* Work to be completed: Report how many lines in the records below contain the string "palm", matching case exactly, and give only that number.

* The input:
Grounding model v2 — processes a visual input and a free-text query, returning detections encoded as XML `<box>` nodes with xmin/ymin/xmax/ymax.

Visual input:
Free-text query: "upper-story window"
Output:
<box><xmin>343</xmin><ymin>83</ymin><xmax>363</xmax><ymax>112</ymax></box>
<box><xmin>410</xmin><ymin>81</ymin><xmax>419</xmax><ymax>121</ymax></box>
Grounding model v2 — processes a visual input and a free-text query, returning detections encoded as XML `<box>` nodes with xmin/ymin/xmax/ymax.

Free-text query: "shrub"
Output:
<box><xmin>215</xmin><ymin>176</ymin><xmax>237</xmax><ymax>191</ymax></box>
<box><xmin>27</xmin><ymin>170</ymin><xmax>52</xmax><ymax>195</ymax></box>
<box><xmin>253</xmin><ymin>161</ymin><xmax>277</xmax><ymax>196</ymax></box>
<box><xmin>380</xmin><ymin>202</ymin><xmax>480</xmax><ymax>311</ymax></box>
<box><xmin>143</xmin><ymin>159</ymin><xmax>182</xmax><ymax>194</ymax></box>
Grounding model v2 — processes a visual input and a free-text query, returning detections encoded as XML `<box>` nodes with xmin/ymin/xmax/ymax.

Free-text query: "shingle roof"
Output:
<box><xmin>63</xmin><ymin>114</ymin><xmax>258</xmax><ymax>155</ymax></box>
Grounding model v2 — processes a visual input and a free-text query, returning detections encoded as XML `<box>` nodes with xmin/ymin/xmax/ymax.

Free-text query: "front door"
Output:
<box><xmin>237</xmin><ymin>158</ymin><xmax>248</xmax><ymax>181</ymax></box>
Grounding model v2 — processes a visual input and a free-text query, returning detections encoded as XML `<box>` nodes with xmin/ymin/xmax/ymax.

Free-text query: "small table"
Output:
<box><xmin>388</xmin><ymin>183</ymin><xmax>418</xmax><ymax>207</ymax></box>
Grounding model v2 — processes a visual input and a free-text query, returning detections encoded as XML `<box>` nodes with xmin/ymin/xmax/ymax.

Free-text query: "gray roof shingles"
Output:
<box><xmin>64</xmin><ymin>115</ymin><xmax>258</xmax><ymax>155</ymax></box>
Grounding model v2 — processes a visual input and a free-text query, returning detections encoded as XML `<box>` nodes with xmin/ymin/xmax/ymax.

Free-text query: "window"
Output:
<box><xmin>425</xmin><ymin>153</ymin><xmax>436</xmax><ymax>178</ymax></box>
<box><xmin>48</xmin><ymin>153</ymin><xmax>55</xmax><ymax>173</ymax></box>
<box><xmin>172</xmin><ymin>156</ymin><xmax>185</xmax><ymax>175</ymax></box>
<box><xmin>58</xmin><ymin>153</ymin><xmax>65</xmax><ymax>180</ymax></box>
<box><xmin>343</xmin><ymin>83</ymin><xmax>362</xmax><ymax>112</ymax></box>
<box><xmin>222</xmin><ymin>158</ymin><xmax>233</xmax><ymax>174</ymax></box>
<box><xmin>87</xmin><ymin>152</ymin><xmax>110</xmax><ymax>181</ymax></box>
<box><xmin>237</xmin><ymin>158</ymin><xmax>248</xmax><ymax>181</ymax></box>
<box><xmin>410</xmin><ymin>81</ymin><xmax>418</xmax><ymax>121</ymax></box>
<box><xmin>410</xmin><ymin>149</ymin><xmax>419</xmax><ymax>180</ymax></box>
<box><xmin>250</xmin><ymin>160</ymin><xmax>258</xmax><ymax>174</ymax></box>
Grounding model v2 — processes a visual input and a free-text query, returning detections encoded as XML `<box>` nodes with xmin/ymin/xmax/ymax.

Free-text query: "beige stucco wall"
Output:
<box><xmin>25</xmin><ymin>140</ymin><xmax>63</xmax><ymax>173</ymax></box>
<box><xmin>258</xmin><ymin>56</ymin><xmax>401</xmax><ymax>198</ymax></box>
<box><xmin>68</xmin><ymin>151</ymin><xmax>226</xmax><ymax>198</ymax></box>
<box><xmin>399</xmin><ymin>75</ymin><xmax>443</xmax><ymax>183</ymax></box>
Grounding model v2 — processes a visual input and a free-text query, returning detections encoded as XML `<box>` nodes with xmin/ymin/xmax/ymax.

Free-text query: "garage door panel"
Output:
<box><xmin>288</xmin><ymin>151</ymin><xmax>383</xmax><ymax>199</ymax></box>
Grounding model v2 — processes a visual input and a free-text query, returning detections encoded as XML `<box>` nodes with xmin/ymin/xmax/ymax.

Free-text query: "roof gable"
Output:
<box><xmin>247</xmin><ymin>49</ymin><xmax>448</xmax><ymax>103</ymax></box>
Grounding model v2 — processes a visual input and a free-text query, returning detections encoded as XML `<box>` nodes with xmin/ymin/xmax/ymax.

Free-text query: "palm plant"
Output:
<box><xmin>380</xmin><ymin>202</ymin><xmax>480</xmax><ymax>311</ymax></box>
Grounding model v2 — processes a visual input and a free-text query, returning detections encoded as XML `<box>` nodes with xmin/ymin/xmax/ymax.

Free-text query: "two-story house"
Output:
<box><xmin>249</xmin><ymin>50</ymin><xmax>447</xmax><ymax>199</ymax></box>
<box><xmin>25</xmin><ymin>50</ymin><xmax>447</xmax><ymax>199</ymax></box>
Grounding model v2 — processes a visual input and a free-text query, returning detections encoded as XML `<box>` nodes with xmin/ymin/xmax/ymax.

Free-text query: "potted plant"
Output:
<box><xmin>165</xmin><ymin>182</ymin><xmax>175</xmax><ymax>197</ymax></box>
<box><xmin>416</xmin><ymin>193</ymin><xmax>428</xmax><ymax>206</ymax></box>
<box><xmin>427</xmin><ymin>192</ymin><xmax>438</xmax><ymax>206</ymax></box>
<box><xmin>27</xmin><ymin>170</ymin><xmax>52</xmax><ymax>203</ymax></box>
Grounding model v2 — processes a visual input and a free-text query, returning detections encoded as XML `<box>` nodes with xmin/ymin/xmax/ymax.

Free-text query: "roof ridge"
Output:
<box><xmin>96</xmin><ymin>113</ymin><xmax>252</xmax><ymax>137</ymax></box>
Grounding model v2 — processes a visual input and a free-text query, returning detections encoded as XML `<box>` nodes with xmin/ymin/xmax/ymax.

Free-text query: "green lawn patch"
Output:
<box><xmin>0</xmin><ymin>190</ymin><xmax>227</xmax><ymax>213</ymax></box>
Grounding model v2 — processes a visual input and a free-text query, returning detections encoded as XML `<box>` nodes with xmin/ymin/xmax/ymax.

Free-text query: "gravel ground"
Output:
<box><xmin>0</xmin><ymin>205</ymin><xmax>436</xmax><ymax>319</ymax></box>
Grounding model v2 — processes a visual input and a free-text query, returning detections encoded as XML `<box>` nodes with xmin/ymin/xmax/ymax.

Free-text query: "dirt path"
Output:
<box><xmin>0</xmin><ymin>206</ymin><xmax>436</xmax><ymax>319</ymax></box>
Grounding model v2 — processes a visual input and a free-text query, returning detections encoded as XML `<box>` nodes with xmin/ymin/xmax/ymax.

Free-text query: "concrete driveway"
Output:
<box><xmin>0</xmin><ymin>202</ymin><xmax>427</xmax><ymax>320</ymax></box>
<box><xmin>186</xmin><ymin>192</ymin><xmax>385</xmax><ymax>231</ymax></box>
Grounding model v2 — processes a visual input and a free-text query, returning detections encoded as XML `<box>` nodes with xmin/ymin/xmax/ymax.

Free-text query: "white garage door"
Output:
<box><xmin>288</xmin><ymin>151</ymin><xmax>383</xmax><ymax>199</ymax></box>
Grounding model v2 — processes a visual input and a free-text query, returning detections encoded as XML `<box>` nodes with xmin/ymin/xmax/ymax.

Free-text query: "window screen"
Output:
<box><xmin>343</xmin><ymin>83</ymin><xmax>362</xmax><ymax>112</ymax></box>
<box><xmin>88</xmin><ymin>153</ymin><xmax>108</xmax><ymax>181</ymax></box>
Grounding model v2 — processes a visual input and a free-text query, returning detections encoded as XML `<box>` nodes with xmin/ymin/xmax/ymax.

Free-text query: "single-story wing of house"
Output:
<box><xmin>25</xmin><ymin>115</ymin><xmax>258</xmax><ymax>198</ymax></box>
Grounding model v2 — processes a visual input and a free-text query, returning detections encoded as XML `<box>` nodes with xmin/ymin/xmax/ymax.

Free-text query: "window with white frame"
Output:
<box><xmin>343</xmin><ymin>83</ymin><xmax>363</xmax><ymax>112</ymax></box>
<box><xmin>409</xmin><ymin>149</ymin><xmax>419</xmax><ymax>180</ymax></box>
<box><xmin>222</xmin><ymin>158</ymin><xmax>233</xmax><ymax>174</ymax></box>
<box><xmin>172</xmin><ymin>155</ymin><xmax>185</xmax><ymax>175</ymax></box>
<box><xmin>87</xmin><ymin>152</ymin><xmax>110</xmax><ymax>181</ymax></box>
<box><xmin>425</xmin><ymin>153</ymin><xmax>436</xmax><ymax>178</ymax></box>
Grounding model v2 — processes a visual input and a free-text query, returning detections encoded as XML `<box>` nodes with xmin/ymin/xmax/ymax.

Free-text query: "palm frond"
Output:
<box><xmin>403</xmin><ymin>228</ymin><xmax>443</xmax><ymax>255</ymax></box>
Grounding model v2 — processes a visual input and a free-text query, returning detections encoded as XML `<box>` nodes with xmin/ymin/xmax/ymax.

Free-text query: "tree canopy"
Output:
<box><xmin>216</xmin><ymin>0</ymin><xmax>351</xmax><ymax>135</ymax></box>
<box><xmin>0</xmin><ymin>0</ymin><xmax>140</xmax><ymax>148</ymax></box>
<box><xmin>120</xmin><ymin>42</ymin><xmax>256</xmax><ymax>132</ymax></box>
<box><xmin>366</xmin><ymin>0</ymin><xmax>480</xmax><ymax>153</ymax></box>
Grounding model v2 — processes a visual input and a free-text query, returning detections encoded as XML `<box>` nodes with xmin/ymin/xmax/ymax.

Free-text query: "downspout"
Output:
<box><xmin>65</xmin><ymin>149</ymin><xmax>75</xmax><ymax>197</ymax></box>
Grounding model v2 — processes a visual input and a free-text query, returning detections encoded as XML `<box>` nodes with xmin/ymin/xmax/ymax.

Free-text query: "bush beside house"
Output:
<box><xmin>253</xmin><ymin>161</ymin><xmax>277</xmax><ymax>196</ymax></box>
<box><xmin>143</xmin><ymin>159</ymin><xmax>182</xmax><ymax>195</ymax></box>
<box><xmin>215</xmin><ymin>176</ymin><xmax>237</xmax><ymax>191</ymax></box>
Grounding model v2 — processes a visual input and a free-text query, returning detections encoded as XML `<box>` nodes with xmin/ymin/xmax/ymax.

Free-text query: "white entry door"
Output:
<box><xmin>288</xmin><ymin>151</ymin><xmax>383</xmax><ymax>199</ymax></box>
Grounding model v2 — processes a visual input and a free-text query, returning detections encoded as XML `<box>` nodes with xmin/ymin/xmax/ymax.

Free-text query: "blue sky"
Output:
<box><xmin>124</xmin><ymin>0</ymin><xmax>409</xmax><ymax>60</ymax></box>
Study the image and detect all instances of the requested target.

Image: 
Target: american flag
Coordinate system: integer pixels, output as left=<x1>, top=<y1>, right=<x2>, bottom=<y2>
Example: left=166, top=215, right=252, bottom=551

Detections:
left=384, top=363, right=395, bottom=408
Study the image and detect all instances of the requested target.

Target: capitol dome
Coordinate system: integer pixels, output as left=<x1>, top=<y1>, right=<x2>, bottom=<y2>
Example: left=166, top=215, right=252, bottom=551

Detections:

* Response for this exercise: 2